Given request 1 » In the article on the Supreme Court ruling about sex workers and rape, why does the writer call the ruling appalling? Answer in one to three sentences.

SC ruling that sex workers can’t cry rape is dictated by morality not legal reasoning

The Supreme Court, on 12 October, 2016, ruled that a sex worker cannot file a case alleging rape if her customers refused to pay her. A bench of judges, consisting of Pinaki Chandra Ghose and Amitava Roy, stated that while evidence submitted by a women alleging sexual assault should be given significance, it cannot be regarded as the "gospel truth".

The judgment of the highest court in India acquitted three people of rape charges in a case that is close to 20 years old. The three accused had moved the apex court in an appeal, after the Karnataka High Court had convicted them of raping the victim, who used to work as a maid; the victim’s roommate had revealed that she works as a sex-worker at night. The victim had charged the accused of sexual assault and rape in a garage in Bengaluru after an alleged kidnapping. However, the accused were able to challenge this conviction at the Supreme Court, that observed, quite shockingly, that the woman’s "conduct during the alleged ordeal is unlike a victim of rape and betrays somewhat submissive and consensual disposition".

Representational photo. AFP

Representational photo. AFP

"The evidence of prosecutrix must be examined as that of an injured witness whose presence at the spot is probable but it can never be presumed that her statement should always, without exception, be taken as gospel truth," the Bench declared. The ruling is appalling to say the least, especially when it is founded on the good woman/bad woman dichotomy, and finds no footing on legal reasoning.

Given request 2 » Reproduce the records verbatim, from the line containing "target: long hair" through the end of the records, inclusive.

Provided entries »
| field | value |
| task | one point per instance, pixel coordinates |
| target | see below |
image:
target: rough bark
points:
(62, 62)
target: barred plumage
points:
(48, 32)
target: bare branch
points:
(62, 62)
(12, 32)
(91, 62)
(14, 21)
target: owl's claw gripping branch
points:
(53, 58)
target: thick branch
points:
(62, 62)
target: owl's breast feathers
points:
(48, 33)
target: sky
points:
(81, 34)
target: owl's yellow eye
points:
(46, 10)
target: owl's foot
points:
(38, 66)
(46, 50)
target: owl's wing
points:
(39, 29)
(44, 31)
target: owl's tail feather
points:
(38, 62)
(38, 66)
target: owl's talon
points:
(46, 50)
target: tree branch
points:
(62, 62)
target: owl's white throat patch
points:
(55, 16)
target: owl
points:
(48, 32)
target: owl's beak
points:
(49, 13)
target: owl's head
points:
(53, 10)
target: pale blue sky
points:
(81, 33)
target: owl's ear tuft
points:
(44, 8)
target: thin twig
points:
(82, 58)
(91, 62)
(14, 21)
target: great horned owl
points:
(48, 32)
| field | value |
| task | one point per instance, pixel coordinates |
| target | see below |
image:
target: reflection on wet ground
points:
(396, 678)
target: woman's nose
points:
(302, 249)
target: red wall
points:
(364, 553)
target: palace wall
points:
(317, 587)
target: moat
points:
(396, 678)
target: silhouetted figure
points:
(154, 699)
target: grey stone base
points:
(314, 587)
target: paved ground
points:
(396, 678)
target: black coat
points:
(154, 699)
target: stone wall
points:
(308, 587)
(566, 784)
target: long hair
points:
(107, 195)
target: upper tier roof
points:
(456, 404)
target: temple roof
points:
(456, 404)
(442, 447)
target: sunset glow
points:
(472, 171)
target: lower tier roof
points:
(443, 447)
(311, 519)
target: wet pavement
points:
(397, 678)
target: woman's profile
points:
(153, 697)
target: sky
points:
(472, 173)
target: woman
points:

Full answer 1 » The writer calls it appalling because it rests on a good woman/bad woman dichotomy rather than on legal reasoning.

Full answer 2 »
target: long hair
points:
(107, 195)
target: upper tier roof
points:
(456, 404)
target: temple roof
points:
(456, 404)
(442, 447)
target: sunset glow
points:
(472, 171)
target: lower tier roof
points:
(443, 447)
(311, 519)
target: wet pavement
points:
(397, 678)
target: woman's profile
points:
(153, 697)
target: sky
points:
(472, 173)
target: woman
points:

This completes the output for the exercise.